**WHAT YOU WILL DO**
Give these lines as a numbered list, leaving out any blank lines. Apply this to all of the records.

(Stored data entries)
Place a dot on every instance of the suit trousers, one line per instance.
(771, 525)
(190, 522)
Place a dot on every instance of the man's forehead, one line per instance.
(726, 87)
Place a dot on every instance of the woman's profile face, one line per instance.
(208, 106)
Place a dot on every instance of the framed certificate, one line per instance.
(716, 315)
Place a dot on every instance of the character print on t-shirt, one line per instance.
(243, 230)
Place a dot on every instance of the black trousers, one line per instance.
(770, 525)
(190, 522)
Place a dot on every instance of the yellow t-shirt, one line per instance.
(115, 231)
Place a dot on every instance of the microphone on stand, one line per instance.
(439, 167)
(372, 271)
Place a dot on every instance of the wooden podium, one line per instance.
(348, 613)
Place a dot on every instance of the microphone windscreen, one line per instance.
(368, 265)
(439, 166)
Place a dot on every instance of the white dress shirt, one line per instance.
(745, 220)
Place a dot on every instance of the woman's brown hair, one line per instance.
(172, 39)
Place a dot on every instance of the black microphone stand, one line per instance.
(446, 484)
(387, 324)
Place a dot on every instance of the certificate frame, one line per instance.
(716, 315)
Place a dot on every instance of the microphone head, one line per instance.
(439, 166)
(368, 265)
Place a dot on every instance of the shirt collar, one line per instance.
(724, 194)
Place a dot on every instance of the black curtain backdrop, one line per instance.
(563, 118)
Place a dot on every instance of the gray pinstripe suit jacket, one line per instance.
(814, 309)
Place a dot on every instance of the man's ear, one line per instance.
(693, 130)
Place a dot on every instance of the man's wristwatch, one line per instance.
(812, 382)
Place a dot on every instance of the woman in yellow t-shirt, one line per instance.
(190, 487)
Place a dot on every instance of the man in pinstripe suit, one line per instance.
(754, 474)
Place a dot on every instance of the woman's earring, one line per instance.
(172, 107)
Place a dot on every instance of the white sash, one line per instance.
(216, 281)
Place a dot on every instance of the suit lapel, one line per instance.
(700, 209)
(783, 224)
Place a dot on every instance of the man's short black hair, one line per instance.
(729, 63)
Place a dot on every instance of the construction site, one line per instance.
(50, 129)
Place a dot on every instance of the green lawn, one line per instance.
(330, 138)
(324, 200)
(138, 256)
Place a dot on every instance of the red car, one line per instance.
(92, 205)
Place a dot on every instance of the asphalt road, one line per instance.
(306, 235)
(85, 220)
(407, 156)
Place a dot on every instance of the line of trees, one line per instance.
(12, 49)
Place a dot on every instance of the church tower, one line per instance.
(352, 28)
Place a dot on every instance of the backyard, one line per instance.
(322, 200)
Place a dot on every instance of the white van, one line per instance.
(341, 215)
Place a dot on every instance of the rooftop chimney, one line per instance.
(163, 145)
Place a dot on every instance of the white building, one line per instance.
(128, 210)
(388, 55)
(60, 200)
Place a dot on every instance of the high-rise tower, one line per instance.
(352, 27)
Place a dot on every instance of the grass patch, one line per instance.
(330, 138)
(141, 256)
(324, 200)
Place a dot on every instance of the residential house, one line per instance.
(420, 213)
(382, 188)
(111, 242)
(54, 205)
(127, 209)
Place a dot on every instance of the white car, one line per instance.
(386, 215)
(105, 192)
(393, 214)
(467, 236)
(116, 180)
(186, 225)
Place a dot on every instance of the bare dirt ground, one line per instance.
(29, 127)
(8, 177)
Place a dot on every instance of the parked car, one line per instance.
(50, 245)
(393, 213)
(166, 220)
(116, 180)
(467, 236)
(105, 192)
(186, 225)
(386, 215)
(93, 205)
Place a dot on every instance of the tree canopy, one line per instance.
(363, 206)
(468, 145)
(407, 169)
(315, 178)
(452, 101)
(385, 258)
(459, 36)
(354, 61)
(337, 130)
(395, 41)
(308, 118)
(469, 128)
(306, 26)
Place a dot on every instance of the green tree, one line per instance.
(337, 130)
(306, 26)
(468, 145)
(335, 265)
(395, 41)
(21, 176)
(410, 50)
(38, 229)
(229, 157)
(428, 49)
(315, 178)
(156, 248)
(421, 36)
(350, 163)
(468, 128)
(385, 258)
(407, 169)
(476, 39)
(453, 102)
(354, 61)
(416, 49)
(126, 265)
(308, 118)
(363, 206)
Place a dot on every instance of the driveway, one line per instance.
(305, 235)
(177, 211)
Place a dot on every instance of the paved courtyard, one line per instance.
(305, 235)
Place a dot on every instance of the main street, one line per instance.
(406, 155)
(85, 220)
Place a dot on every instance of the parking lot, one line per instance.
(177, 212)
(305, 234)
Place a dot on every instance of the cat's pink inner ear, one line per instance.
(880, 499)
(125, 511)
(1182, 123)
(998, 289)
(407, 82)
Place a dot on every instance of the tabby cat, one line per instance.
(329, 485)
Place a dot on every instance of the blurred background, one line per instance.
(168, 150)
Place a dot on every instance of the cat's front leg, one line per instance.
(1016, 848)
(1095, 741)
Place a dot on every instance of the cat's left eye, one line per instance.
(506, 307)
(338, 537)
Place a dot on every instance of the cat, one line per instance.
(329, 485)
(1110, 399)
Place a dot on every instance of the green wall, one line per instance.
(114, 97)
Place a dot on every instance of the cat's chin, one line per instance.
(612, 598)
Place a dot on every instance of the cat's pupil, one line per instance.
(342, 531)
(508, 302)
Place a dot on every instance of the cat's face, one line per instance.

**TASK SOLUTION**
1. Place a dot on every instance of the suit trousers, one line per instance.
2. (771, 525)
3. (190, 522)
4. Place a dot on every instance of the man's forehead, one line per instance.
5. (726, 87)
6. Place a dot on every instance of the woman's profile face, one line per instance.
7. (208, 106)
8. Place a dot on every instance of the framed certificate, one line per instance.
9. (716, 315)
10. Place a dot on every instance of the character print on t-shirt, one line per instance.
11. (243, 230)
12. Place a dot on every instance of the black trousers, one line per instance.
13. (770, 525)
14. (190, 522)
15. Place a dot on every instance of the yellow t-shirt, one line per instance.
16. (115, 231)
17. Place a dot on every instance of the microphone on stand, one line per instance.
18. (439, 167)
19. (372, 271)
20. Place a dot on every instance of the wooden podium, one line per instance.
21. (348, 613)
22. Place a dot on every instance of the microphone windscreen, one line per instance.
23. (368, 265)
24. (439, 166)
25. Place a dot on every instance of the white dress shirt, one line per instance.
26. (745, 220)
27. Place a dot on every instance of the woman's brown hair, one line per instance.
28. (172, 39)
29. Place a dot on every instance of the black microphone stand, one line per instance.
30. (446, 484)
31. (387, 324)
32. Place a dot on every instance of the certificate frame, one line per instance.
33. (716, 315)
34. Place a dot on every instance of the microphone head, one line per instance.
35. (439, 166)
36. (368, 265)
37. Place a dot on every instance of the shirt collar, one line per instance.
38. (724, 194)
39. Place a dot on every instance of the black curtain backdrop, one line per instance.
40. (563, 118)
41. Place a dot on every instance of the gray pinstripe suit jacket, one line per instance.
42. (814, 309)
43. Place a dot on every instance of the man's ear, one line per instance.
44. (693, 130)
45. Place a dot on every instance of the man's wristwatch, one line per instance.
46. (812, 382)
47. Place a dot on every instance of the woman in yellow t-shirt, one line per instance.
48. (190, 487)
49. Place a dot on every instance of the man in pinstripe suit, one line per instance.
50. (754, 474)
51. Place a dot on every instance of the woman's earring, one line per instance.
52. (172, 107)
53. Place a dot on every instance of the white sash, one line per instance.
54. (216, 281)
55. Place a dot on every instance of the suit lapel, one line per instance.
56. (700, 209)
57. (783, 224)
58. Place a dot on every instance of the man's short black hair, one line per instance.
59. (729, 63)
60. Place a dot on every instance of the construction site, one line per instance.
61. (50, 129)
62. Place a dot on every instance of the green lawn, one line per instance.
63. (330, 138)
64. (324, 200)
65. (138, 256)
66. Place a dot on every instance of the red car, one line per instance.
67. (92, 205)
68. Place a dot on every instance of the asphalt road, one line per instance.
69. (306, 235)
70. (85, 220)
71. (407, 156)
72. Place a dot on every instance of the line of trees, one line per instance.
73. (12, 49)
74. Place a dot on every instance of the church tower, one line per instance.
75. (352, 28)
76. Place a dot on every instance of the backyard, one line per instance.
77. (322, 200)
78. Place a dot on every instance of the white van, one line per instance.
79. (341, 215)
80. Place a dot on every instance of the rooftop chimney, one line per instance.
81. (163, 145)
82. Place a dot on every instance of the white building, one line per instance.
83. (128, 210)
84. (388, 55)
85. (60, 200)
86. Place a dot on every instance of the high-rise tower, one line per instance.
87. (352, 27)
88. Place a dot on every instance of the grass patch, one line per instance.
89. (330, 138)
90. (141, 256)
91. (324, 200)
92. Place a dot on every instance of the residential house, one line per instance.
93. (420, 213)
94. (382, 188)
95. (111, 242)
96. (54, 205)
97. (127, 209)
98. Place a dot on every instance of the white car, one line per instance.
99. (386, 215)
100. (105, 192)
101. (393, 214)
102. (467, 236)
103. (116, 180)
104. (186, 225)
105. Place a dot on every instance of the bare dirt ground, one line per instance.
106. (29, 127)
107. (8, 177)
108. Place a dot on every instance of the parked car, one line per instance.
109. (50, 245)
110. (393, 213)
111. (166, 220)
112. (116, 180)
113. (467, 236)
114. (105, 192)
115. (186, 225)
116. (386, 215)
117. (93, 205)
118. Place a dot on every instance of the tree canopy, one line per instance.
119. (363, 206)
120. (468, 145)
121. (407, 169)
122. (315, 178)
123. (452, 101)
124. (385, 258)
125. (459, 36)
126. (354, 61)
127. (337, 130)
128. (395, 41)
129. (308, 118)
130. (469, 128)
131. (306, 26)
132. Place a dot on every instance of the green tree, one line per instance.
133. (337, 130)
134. (306, 26)
135. (468, 145)
136. (335, 265)
137. (395, 41)
138. (21, 176)
139. (410, 50)
140. (38, 229)
141. (229, 157)
142. (428, 49)
143. (315, 178)
144. (156, 248)
145. (421, 36)
146. (350, 163)
147. (468, 128)
148. (385, 258)
149. (407, 169)
150. (476, 39)
151. (453, 102)
152. (354, 61)
153. (416, 49)
154. (126, 265)
155. (308, 118)
156. (363, 206)
157. Place a dot on every instance of the driveway, one line per instance.
158. (305, 235)
159. (177, 211)
160. Place a dot on every instance of the paved courtyard, one line per instance.
161. (305, 235)
162. Place a dot on every instance of the main street, one line per instance.
163. (406, 155)
164. (85, 220)
165. Place a dot on every instance of the parking lot, one line per instance.
166. (177, 212)
167. (305, 234)
168. Place a dot on every instance of the cat's pink inner ear, one line per instance.
169. (880, 499)
170. (125, 511)
171. (1182, 123)
172. (998, 289)
173. (407, 82)
174. Place a dot on every instance of the tabby cat, one line per instance.
175. (329, 485)
176. Place a dot on every instance of the blurred background, one line per instance.
177. (168, 150)
178. Place a dot on every instance of the cat's front leg, one line per instance.
179. (1016, 848)
180. (1095, 741)
181. Place a dot on every instance of the cat's left eye, one line per instance.
182. (506, 307)
183. (338, 537)
184. Place a dot on every instance of the cat, one line per instance.
185. (329, 485)
186. (1110, 399)
187. Place a dot on every instance of the green wall, one line per instance.
188. (114, 97)
189. Place a dot on every instance of the cat's chin, one line per instance.
190. (612, 598)
191. Place a dot on every instance of the cat's pupil, one line per instance.
192. (342, 531)
193. (508, 302)
194. Place a dot on every instance of the cat's face, one line per instance.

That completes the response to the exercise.